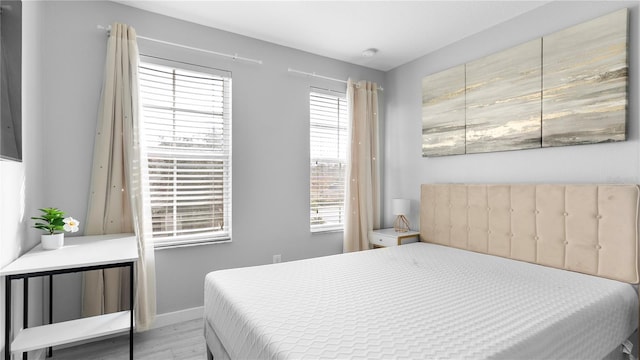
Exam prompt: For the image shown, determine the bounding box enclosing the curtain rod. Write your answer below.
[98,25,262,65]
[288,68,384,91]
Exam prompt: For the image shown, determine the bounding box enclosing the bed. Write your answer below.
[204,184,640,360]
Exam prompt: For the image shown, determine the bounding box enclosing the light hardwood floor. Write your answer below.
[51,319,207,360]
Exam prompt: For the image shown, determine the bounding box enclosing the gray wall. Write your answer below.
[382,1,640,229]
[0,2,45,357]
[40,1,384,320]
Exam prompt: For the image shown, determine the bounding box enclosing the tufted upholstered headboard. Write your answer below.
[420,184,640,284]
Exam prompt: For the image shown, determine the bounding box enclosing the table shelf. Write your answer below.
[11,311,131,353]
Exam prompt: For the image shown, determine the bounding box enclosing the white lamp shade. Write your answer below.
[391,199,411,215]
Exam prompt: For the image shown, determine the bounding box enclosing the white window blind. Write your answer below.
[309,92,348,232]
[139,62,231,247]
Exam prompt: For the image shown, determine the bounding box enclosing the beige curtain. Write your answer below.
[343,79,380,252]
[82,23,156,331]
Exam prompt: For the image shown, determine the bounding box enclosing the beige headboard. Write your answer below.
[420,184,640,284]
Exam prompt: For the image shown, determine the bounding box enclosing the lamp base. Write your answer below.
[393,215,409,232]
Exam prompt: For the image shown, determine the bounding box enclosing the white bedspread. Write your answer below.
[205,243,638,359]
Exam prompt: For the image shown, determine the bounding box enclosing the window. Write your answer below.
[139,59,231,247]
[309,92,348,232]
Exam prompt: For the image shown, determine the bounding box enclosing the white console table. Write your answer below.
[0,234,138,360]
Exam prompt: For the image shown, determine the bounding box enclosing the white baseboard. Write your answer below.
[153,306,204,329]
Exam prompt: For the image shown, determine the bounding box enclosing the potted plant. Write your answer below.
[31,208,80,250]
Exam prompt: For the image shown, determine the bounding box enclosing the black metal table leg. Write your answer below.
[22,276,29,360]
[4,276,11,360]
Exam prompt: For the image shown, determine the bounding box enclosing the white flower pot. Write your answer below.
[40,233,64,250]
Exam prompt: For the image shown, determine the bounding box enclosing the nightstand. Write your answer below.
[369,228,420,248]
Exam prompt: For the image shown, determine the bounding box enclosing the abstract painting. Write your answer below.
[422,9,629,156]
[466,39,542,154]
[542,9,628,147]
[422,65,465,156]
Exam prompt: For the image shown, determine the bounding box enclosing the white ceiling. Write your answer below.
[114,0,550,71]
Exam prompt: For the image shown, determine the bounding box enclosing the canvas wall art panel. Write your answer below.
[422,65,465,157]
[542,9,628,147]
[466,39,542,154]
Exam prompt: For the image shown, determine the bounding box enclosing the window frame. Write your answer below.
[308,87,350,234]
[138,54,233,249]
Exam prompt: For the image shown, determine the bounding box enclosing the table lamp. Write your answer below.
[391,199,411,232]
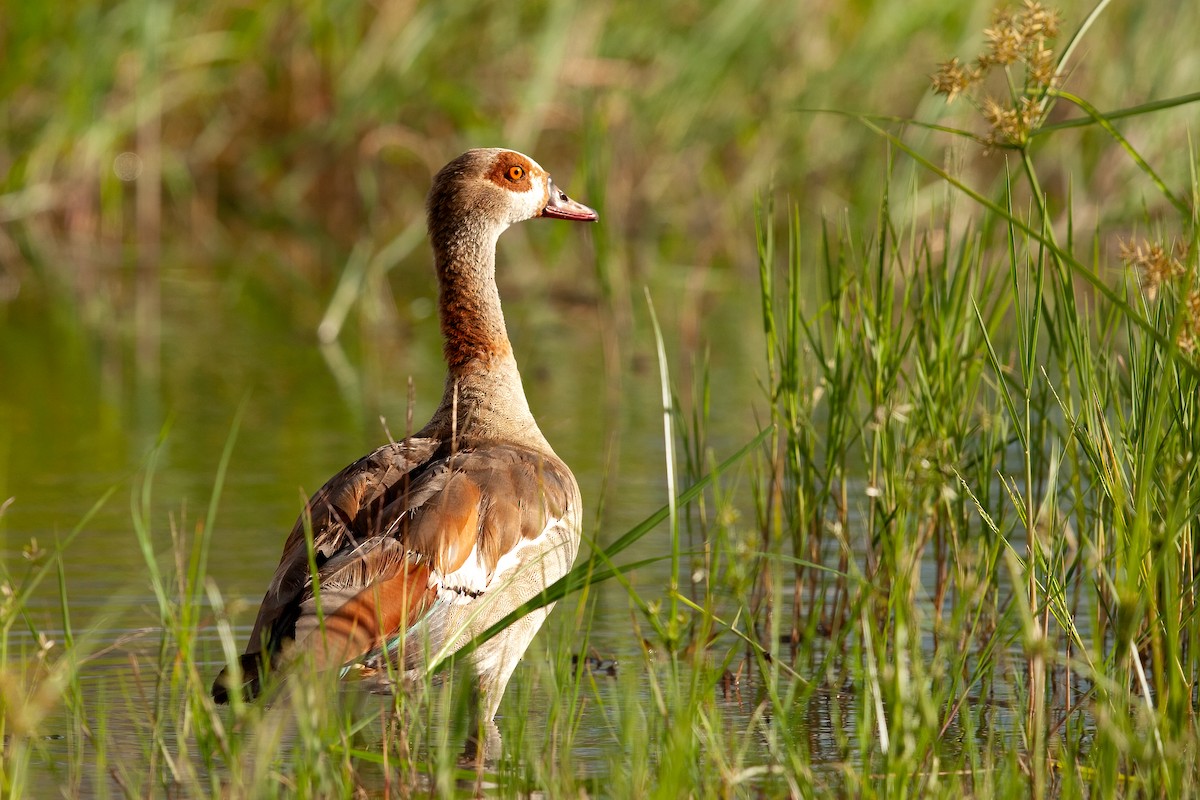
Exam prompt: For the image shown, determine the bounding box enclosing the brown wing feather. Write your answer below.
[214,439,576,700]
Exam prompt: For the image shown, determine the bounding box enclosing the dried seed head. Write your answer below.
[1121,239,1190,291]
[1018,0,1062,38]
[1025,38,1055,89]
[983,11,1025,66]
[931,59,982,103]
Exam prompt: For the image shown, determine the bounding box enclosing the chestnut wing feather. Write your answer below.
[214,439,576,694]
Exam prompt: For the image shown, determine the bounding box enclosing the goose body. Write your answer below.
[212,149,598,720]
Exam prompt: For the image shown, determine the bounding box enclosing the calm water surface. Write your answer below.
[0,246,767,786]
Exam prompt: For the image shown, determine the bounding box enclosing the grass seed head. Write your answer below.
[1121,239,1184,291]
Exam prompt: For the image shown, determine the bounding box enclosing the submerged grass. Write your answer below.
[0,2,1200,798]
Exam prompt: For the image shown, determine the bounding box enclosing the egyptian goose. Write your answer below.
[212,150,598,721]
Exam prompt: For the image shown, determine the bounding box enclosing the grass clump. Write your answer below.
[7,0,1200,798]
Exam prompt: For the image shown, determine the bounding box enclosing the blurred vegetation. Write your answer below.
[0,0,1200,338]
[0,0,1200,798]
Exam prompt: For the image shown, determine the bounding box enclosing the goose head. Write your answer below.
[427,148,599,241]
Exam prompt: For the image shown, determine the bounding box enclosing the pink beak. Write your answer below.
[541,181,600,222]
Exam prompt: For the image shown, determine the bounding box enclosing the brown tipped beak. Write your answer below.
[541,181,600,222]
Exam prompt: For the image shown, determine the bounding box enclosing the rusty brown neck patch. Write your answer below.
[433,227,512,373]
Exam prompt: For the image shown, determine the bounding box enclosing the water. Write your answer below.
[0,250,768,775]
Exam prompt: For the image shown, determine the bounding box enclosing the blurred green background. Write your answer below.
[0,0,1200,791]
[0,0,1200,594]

◆ INSTRUCTION
Rewrite the part that opens with the line containing "upholstered headboard. Write your answer below." and closes with the line containing "[11,311,131,353]", substituting "padded" for "tufted" and leaving everything else in those lines unchanged.

◆ THE RESULT
Exam prompt: For the image shown, determine the bounding box enclosing the padded upholstered headboard. Write your answer below.
[420,184,640,284]
Exam prompt: For the image shown, determine the bounding box enclosing the table shelf. Write your answer below.
[11,311,131,353]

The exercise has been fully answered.